-- Begin Record list --
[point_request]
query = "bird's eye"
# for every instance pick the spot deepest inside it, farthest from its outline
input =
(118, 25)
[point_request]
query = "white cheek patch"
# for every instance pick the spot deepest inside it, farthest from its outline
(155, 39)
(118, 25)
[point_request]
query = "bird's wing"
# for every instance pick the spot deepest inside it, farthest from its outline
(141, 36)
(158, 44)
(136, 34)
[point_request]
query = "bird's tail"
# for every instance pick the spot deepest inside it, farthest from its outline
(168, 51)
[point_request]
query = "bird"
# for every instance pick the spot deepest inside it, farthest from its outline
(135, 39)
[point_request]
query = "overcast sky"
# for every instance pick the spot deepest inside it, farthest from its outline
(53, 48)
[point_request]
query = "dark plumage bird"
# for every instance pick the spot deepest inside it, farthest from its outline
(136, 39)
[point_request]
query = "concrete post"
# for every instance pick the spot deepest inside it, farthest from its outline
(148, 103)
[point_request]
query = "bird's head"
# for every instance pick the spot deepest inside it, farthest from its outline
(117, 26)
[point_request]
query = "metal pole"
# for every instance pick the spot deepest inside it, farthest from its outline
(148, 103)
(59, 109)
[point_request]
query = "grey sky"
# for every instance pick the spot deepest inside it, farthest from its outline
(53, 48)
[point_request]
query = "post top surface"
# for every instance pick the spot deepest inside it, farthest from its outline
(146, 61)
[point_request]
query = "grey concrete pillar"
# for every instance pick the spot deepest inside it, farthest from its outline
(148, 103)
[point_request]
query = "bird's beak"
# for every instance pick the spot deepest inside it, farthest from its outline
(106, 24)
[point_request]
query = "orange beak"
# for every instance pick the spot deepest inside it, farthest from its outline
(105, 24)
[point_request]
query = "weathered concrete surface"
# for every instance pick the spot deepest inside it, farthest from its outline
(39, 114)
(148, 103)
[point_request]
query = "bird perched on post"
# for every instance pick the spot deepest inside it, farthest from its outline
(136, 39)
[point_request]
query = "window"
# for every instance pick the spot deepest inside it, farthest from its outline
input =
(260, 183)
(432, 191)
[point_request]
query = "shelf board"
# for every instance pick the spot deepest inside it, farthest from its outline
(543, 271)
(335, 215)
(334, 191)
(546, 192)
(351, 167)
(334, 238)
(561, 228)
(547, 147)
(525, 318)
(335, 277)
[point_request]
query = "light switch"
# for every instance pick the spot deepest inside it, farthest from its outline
-- End Record list --
**Given instruction:** Your task is to transcribe the listing above in full, exactly as given.

**Expected answer:**
[point_request]
query = "bird's eye"
# for every instance pick the spot deepest inside it, farthest from its outline
input =
(118, 25)
[point_request]
query = "white cheek patch"
# for every instance pick the spot deepest inside it, farthest from its outline
(155, 39)
(118, 25)
[point_request]
query = "bird's wing"
# for every instance pick the spot deepest inside it, farthest from its outline
(141, 36)
(158, 44)
(136, 34)
[point_request]
query = "bird's tail"
# for every instance pick the spot deepest inside it, farthest from its outline
(168, 51)
[point_request]
query = "bird"
# for every instance pick the spot deepest inside it, farthest from its outline
(135, 39)
[point_request]
query = "overcast sky"
# for every instance pick the spot deepest inside it, farthest from its outline
(53, 48)
[point_request]
query = "dark plumage bird"
# for every instance pick the spot deepest inside it, farthest from its outline
(136, 39)
[point_request]
query = "concrete post"
# for every instance pick the spot deepest inside it, farthest from its outline
(148, 103)
[point_request]
query = "bird's head"
# for every instance pick the spot deepest inside it, farthest from its outline
(117, 26)
[point_request]
query = "metal pole"
# for every instance pick the spot deepest inside it, farthest from its outline
(148, 103)
(59, 109)
[point_request]
query = "grey sky"
# for every instance pick the spot deepest inside it, farthest from its outline
(53, 48)
[point_request]
query = "post top surface"
# for every instance pick the spot deepest inside it, farthest from its outline
(146, 61)
[point_request]
query = "grey concrete pillar"
# for every instance pick the spot deepest inside it, farthest from its outline
(148, 103)
[point_request]
query = "bird's beak"
# for every instance pick the spot deepest inside it, farthest from its outline
(106, 24)
[point_request]
query = "orange beak"
# for every instance pick the spot deepest inside it, farthest from its outline
(105, 24)
[point_request]
query = "weathered concrete surface"
# for every instance pick the spot deepest inside it, farthest from its outline
(39, 114)
(148, 103)
[point_request]
query = "bird perched on post"
# for every instance pick the spot deepest inside it, farthest from its outline
(136, 39)
[point_request]
query = "window"
# for every instance pick the spot deepest inside it, farthest from its outline
input =
(260, 183)
(432, 191)
[point_request]
query = "shelf board"
# for every instance pick the spot deepest inside it, farthest from its outline
(543, 271)
(335, 215)
(334, 191)
(546, 192)
(351, 167)
(334, 238)
(561, 228)
(547, 147)
(525, 318)
(335, 277)
[point_request]
query = "light switch"
# for every instance pick the spot deepest inside it, farthest from its outline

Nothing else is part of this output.